■ REQUIREMENT 1
Pick out every line of the records that contains the word "pencil", treating case as significant.

Tremendous faith in Lord Ayyappa is present all over India. He was a pure brahmachari. For centuries and centuries, people have trekked from all over India to go to Sabarimala.
Traditionally, only males are allowed to have the darshan of the idol. Many of the male students here take advantage of the pilgrimage season. There are a lot of restrictions that people going on the pilgrimage must observe. One must wear a black munda or lungi, travel barefoot, have no thoughts about women for at least 40 days before going…( I don’t know what thoughts men are having, but they are instructed to have no thoughts. This indicates that probably the general quality of their thoughts about women is not very refined) there are many more, I don’t know them all. During the pilgrimage season we often see many Sabarimala pilgrims coming through the ashram. Traditionally, the pilgrimage is done on foot. Nowadays, it seems that only the very last parts are done that way for many people.

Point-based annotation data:
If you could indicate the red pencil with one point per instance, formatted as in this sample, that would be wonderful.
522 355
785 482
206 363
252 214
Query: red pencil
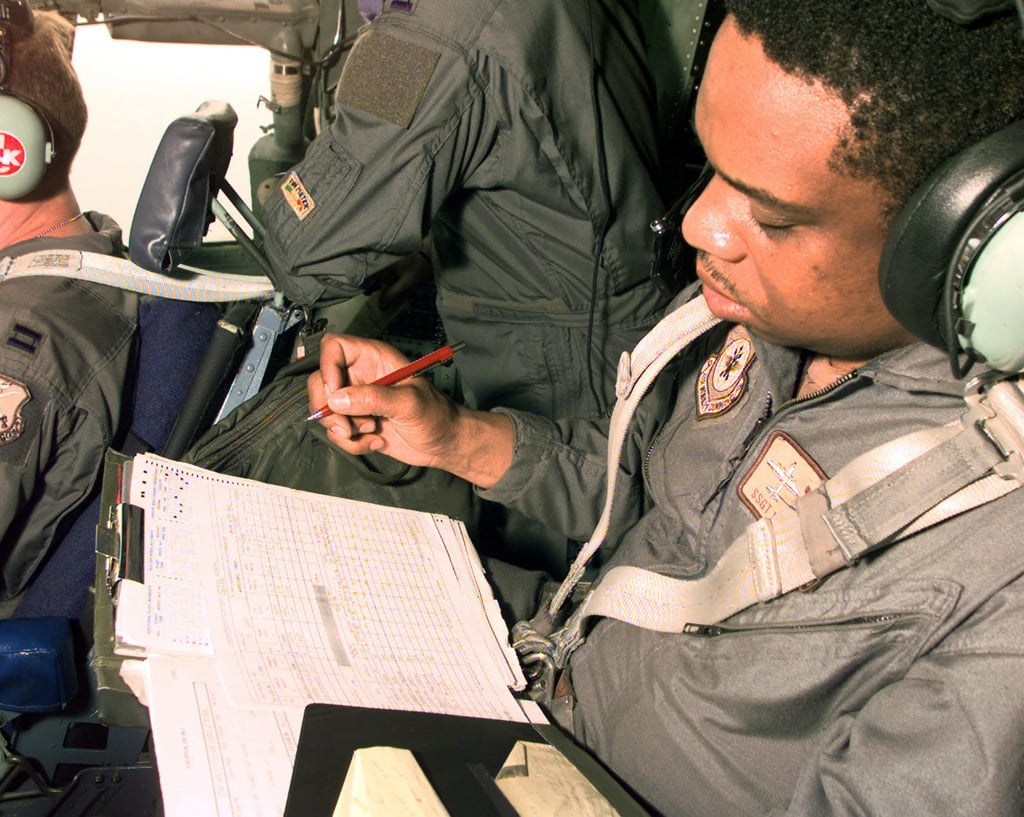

■ REQUIREMENT 2
Answer these questions about the Sabarimala text above, one per line:
(a) What kind of person was Lord Ayyappa?
(b) What garment must someone going on the pilgrimage wear?
(c) How is the pilgrimage traditionally done?

■ REPLY 1
If you could indicate the red pencil with one point per instance, formatted as in this sample, that would be wonderful.
Query: red pencil

■ REPLY 2
(a) A pure brahmachari.
(b) A black munda or lungi.
(c) On foot.